By Drew Olson Special to Published May 13, 2006 at 5:29 AM

There is something majestic about a home run. The crack of the bat. The moment of anticipation as the ball carries toward the outfield wall. Even routine homers create a sense of excitement and wonder. Big home runs are burned permanently on the brain's hard drive.

With help from some of the top baseball writers from around the major leagues, we compiled the following list of the most significant homers in the history of each of the 30 Major League franchises.



Atlanta Braves
Batter: Hank Aaron
Date: April 8, 1974
Back story:
With one of the more famous swings in history, Aaron swatted No. 715 off Los Angeles lefty Al Downing to break Babe Ruth's record. Aaron finished the season with 20 homers, was traded to the Brewers that winter and went on to hit 22 more before retiring in 1976.

Florida Marlins
Batter: Alex Gonzalez
Date: Oct. 22, 2003
Back story:
Just when it seemed that Game 4 of the World Series was headed for a 13th inning, Gonzalez connected for a walkoff bomb against Yankees right-hander Jeff Weaver. The Marlins won the next two games to wrap up their second championship.

New York Mets
Batter: Mike Piazza
Date: Sept. 21, 2001
Back story:
With New York still in a state of shock, sorrow and disbelief after the Sept. 11 attacks, Piazza's two-run homer in the eighth inning helped the Mets take a stirring 3-2 victory over Atlanta. The celebration was cathartic and it paved the way for the Yankees' stirring playoff run, which ended with a seven-game loss to Arizona.

Philadelphia Phillies
Batter: Dick Sisler
Date: Oct. 1, 1950
Back story:
On the final day of the regular season, the Phillies needed to beat Brooklyn at Ebbets Field in order to claim their first pennant in 35 years. Richie Ashburn threw out a runner at the plate to preserve a 1-1 tie in the bottom of the ninth. It the 10th, Sisler belted a three-run homer off Don Newcombe that sent the Phillies to the World Series, which they lost to New York in four games.

Washington Nationals
Batter: Vinny Castilla
Date: April 14, 2005
Back story:
In the Nationals' first game at RFK Stadium, Castilla smoked a two-run shot off Javier Vazquez that gave his team a 5-0 lead.

• Given instruction A: In the home runs article, which pitcher gave up Hank Aaron's 715th home run?
• Given instruction B: Continue the article on each franchise's most significant home run, picking up after the last sentence shown.

• Raw data:
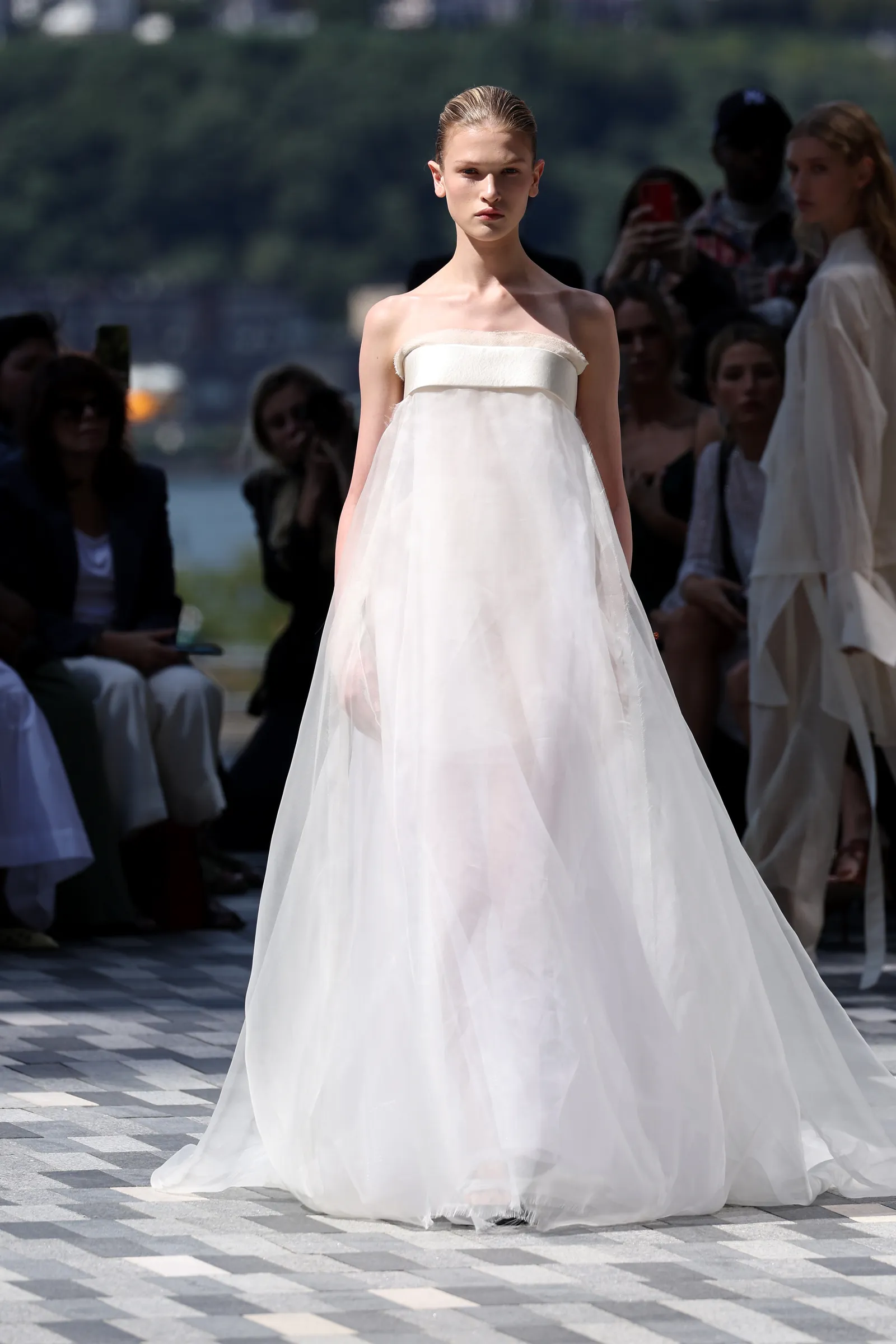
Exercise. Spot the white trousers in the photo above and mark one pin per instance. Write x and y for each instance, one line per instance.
(159, 740)
(42, 841)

• Written reply A: Los Angeles lefty Al Downing.

• Written reply B:
Chicago Cubs
Batter: Sammy Sosa
Date: Sept. 25, 1998
Back story:
In a home run derby that captivated the nation, Sosa ripped his 66th homer to take the lead over St. Louis' Mark McGwire, who went on to belt five more to win the race, 70-66.

Cincinnati Reds
Batter: Johnny Bench
Date: Oct. 11, 1972
Back story:
In the deciding game of a best-of-five NLCS, Bench belted a game-tying homer off Dave Giusti in the bottom of the ninth. The Reds went on to win the game, 4-3, and the pennant. After the game, Bench revealed that his mother, Katie, had shouted to him from the front row "Johnny, hit a home run." Like a good son, Bench listened.

Houston Astros
Batter: Chris Burke
Date: Oct. 9, 2005
Back story:
The longest post-season game in history ended in the bottom of the 18th inning, when Burke's solo shot landed in the Crawford boxes at Minute Maid Park, giving the Astros a draining 7-6 victory that sent Atlanta home for the winter. The Astros went on to win the pennant, but ran out of gas and were swept by Chicago in the World Series.

Milwaukee Brewers
Batter: Robin Yount
Date: Oct. 3, 1982
Back story:
With the division title hanging in the balance on the final day of the season, Yount homered twice in the first three innings against Orioles ace Jim Palmer. The blasts lifted the Brewers to a 10-2 victory and helped Yount wrap up the first of his two American League MVP awards.

Pittsburgh Pirates
Batter: Bill Mazeroski
Date: Oct. 13, 1960
Back story:
In a scene repeated in backyard wiffle ball games throughout Pennsylvania, Mazeroski stepped to the plate in the bottom of the ninth inning of Game 7 of the World Series and sent the Pirates to a stunning upset victory over the Yankees.

St. Louis Cardinals
Batter: Mark McGwire
Date: Sept. 7, 1998
Back story:
It took a big red-headed man to knock diminutive shortstop Ozzie Smith from this list. Smith's game-winning homer off the Dodgers' Tom Niedenfuer was his first from the left side of the plate and won Game 5 of the 1985 NLCS for St. Louis. But, McGwire's had bigger historical impact and will continue to resonate for years because of the steroid allegations that surround him. Anyway, with Steve Trachsel on the mound, Sosa standing in right field and a sellout crowd rocking Busch Stadium, McGwire belted his 62nd homer of the season to become the first player to break Roger Maris' single-season record. McGwire finished with 70, hit 65 the next season then battled through two injury-marred seasons before retiring with 583 homers and a slew of steroid allegations that could hamper his Hall of Fame candidacy this winter. He's now remembered more for his clumsy "I'm not here to talk about the past" performance in front of Congress than this homer, which practically scraped the left-field wall before going over.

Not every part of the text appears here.